__Instructions to follow__
Nothing is to be altered; the data must be repeated exactly.

═════ Given information ═════

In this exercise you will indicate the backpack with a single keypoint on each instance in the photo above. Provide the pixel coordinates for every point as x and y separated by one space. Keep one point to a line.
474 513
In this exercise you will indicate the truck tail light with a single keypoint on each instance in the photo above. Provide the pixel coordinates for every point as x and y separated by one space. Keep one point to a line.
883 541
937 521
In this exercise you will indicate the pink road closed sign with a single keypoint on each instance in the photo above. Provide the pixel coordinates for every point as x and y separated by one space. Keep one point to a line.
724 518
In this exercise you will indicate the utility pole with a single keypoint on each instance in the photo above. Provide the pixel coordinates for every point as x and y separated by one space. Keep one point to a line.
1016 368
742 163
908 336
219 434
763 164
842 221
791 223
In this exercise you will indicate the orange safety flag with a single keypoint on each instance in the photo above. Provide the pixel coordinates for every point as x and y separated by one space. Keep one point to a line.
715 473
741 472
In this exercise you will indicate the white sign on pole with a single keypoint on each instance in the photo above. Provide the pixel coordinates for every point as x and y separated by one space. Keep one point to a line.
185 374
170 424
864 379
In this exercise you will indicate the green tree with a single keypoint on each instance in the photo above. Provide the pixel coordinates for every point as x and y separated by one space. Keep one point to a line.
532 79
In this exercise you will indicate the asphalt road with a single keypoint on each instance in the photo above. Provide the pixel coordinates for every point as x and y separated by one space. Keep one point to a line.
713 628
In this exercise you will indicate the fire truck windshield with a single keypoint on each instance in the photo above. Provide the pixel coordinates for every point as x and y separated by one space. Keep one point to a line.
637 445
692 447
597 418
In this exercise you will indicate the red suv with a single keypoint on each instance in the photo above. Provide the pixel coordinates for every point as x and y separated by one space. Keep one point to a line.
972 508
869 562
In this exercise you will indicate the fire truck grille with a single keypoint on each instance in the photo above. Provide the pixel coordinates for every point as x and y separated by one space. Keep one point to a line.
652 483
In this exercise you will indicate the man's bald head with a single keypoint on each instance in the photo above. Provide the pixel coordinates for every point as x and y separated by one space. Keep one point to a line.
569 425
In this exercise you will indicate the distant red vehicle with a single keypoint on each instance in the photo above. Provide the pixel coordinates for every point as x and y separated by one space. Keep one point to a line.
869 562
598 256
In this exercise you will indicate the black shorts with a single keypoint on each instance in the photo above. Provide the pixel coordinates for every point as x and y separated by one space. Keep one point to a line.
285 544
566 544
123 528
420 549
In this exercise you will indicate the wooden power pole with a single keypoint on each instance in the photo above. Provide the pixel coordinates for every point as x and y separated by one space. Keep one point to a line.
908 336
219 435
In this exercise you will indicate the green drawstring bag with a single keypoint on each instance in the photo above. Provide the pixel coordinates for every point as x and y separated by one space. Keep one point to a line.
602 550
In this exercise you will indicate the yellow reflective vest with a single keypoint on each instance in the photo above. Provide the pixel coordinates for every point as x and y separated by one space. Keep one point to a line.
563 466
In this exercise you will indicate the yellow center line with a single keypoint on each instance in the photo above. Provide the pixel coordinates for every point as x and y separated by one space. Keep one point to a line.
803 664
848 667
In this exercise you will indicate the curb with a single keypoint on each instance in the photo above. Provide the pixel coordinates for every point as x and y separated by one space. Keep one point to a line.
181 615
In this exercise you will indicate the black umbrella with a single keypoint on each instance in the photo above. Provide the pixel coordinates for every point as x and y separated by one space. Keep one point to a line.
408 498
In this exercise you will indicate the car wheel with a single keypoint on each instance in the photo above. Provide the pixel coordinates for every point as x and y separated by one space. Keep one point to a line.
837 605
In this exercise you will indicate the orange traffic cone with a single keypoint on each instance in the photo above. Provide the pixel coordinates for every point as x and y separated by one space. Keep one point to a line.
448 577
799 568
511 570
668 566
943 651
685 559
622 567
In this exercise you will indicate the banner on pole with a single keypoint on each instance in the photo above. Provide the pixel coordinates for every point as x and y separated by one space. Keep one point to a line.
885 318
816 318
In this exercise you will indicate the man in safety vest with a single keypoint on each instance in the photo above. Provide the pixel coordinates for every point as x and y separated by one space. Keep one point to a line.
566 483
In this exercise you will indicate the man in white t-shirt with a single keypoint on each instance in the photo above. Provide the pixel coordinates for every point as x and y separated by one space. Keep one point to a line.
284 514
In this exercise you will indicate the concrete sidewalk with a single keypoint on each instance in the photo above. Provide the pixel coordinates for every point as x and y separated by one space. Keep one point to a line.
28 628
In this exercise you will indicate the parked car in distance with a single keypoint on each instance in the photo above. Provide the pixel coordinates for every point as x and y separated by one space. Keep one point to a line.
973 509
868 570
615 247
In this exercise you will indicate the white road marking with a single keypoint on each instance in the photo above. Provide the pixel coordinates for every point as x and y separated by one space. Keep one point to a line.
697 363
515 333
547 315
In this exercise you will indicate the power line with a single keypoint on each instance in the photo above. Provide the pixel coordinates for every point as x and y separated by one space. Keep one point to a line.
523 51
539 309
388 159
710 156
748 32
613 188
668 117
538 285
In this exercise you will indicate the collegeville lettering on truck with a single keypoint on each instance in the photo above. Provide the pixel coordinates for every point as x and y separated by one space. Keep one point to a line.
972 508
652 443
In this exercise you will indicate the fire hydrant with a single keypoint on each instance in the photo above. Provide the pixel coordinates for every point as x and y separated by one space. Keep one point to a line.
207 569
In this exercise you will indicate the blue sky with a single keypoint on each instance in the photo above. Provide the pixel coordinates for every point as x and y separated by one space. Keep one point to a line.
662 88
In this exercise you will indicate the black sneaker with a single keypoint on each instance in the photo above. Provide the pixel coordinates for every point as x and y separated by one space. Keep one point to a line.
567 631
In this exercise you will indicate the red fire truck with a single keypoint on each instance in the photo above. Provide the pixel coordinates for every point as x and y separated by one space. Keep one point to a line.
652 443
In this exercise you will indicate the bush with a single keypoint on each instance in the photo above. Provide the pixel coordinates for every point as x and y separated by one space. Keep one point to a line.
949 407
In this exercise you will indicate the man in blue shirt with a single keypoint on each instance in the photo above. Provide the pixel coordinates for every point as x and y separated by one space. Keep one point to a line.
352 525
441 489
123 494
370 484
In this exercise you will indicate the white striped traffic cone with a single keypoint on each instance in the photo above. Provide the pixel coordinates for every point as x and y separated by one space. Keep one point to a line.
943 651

═════

__Your response__
In this exercise you will indicate the backpack with a single keypoint on each instance in the photo above. Provide the pixel coordinates for every point as x and y separated by one space. Keep one point to a line.
474 513
In this exercise you will indicate the truck tail light with a single keypoint on each instance in the photo above. Provide the pixel coordinates for every point as x and y separated by one space. Keep one point to a line.
883 541
937 521
In this exercise you will indicate the pink road closed sign with a single keypoint on each instance in the photo above. Provide the pixel coordinates for every point as x and y separated by one space. Keep one point to a line.
724 518
In this exercise you will indicate the utility pole with a single keypoint on each instance in the photo above. Provide the pixel coordinates for every point as x and y separated by one space. Keep one point to a line.
1016 368
742 163
908 336
219 434
763 164
842 221
791 223
In this exercise you will indicate the orange safety flag with a single keypoint on each instance in the photo above. Provide the pixel coordinates for every point as x and y separated by one space. Keep one point to a line.
715 473
741 472
In this exercise you will indicate the white sign on pole with a single keypoint on each instance in the photo above. Provide the pixel coordinates for every point as x and y separated by one space. Keep one point to a line.
185 374
170 424
864 379
In this exercise you will indicate the green tree with a single keypoint on each instance in the photo above. Provide the pixel coordinates for every point as x and y separated by one space. Keep one point to a line.
532 79
In this exercise you will indicate the asphalt road with a single keypoint on each instance in the photo above. Provide the pixel coordinates for every point as x and y separated by one space. Keep one point to a line.
713 628
In this exercise you will indicate the fire truck windshield with a single keypoint on each instance in the photo above. Provide the pixel coordinates for every point as x and y separated by one space. Keep one point to a line.
637 445
692 447
597 418
In this exercise you will indicate the red suv with a single keypoint on each instance in the photo above. Provide the pixel coordinates for every point as x and y separated by one space. Keep one point to a line.
972 508
869 562
In this exercise you will indicate the fire truck grille with a single keypoint on each instance in the photo above. Provide the pixel coordinates for every point as x and y separated by one space. Keep one point to a line.
652 483
In this exercise you will indicate the man's bald head with a single keypoint on each instance in the photo above. Provide the pixel coordinates for every point as x and y separated by one space. Keep one point to a line.
569 425
In this exercise you will indicate the distant red vehicle with a single keypoint on each instance in the photo above. Provide the pixel coordinates for every point as x and y separated by one space. Keep one point to a line.
869 562
598 256
In this exercise you will indicate the black shorts with a single keypoint on each instance in the photo above. Provide the pixel coordinates for every point as x and y separated by one space. Keep one point to a line.
285 544
566 544
123 528
420 549
In this exercise you will indicate the wooden power pole with a single keypoint on each instance in the photo above. Provide the pixel coordinates for every point as x and y separated by one space. Keep one point to a line.
908 336
219 435
In this exercise you will indicate the green drawstring bag with a single keypoint on each instance in the photo above. Provide the pixel coordinates for every point as x and y separated by one space. Keep one point to a line.
602 550
In this exercise you will indicate the yellow reflective vest with a single keypoint on each instance in the photo above. Provide the pixel coordinates for every point as x and y separated by one space. Keep one point to a line.
563 466
In this exercise you will indicate the yellow center line with a single keypoint on each instance in the photo above. Provide the pixel coordinates for every point as x and y separated by one space. Keep one point to a line.
803 664
848 667
In this exercise you will indicate the curb with a single keypoint on each instance in the photo above. Provide the pixel coordinates for every point as x and y separated by one space. Keep one point to a line.
181 615
In this exercise you will indicate the black umbrella with a single keypoint on each instance in the photo above. Provide the pixel coordinates for every point as x and y separated by one space. Keep one point to a line.
408 498
In this exercise you will indicate the car wheel with a single keypoint on each instance in the photo above. Provide the pixel coordinates for every point as x and y separated by one space. Keep one point to a line.
837 605
In this exercise you will indicate the orange traffic cone with a single keypoint on each instance in the photo above. Provide the pixel coordinates for every point as x and y separated by one space. Keep one point to a line.
448 577
799 568
511 570
668 566
943 651
685 559
622 567
In this exercise you will indicate the banner on pole with a single keypoint on each instance in the photo above. Provide the pixel coordinates for every point as x and y separated by one space. Keep one point to a line.
885 318
816 318
In this exercise you will indicate the man in safety vest with a single keypoint on each instance in the photo above. Provide the pixel coordinates for every point as x and y separated by one space. Keep one point to a line.
566 483
In this exercise you will indicate the man in white t-shirt with a single keypoint on each instance in the photo above. Provide the pixel coordinates for every point as x and y separated by one space. Keep one point to a line.
284 514
In this exercise you will indicate the concrete sidewalk with a single keypoint on each instance in the photo above. Provide the pixel coordinates for every point as x and y separated by one space. Keep one point to a line.
28 628
In this exercise you will indicate the parked car in distance with a single keypoint on each instance in the photo above. Provide the pixel coordinates for every point as x and y separated by one space. Keep one point to a line.
973 509
868 570
615 247
In this exercise you will indicate the white road marking with a single keypoint on each instance in the photo above. Provide the pixel coordinates for every point as x and y separated by one space. Keep one point to a line.
697 363
515 333
547 315
In this exercise you will indicate the power line with a single keypoint on each instance in the photo above. Provide the pixel coordinates for every point as x and y separated by one space. Keep one point to a line.
523 51
539 309
388 159
710 156
748 32
613 188
668 117
538 285
In this exercise you will indicate the collegeville lettering on truck with a single keypoint on each instance in the photo above. Provide the pixel coordinates for every point as x and y separated by one space. Keep one point to a line.
972 508
652 443
In this exercise you will indicate the fire hydrant with a single keypoint on each instance in the photo above. Provide the pixel coordinates for every point as x and y separated by one space. Keep one point to a line.
207 569
In this exercise you will indicate the blue sky with a single keypoint on each instance in the photo above. Provide the pixel coordinates for every point as x and y separated by one space. Keep one point to a line.
662 88
In this exercise you will indicate the black sneaker with a single keypoint on each instance in the photo above. Provide the pixel coordinates for every point as x and y separated by one space. Keep one point to a line.
567 631
In this exercise you will indicate the red fire truck with a single keypoint on each instance in the photo above. Provide the pixel coordinates for every point as x and y separated by one space. Keep one point to a line.
652 443
In this exercise you will indicate the bush with a single keypoint on each instance in the photo above. Provide the pixel coordinates for every point as x and y separated by one space. Keep one point to a line.
949 407
In this exercise you will indicate the man in blue shirt with a single keypoint on each instance in the photo above. Provide the pixel coordinates for every point as x and y separated by one space. Keep one point to a line.
352 525
441 489
123 494
370 484
In this exercise you will indicate the white striped traffic cone with a single keypoint on each instance in the photo above. Provide the pixel coordinates for every point as x and y separated by one space. Keep one point to a line.
943 651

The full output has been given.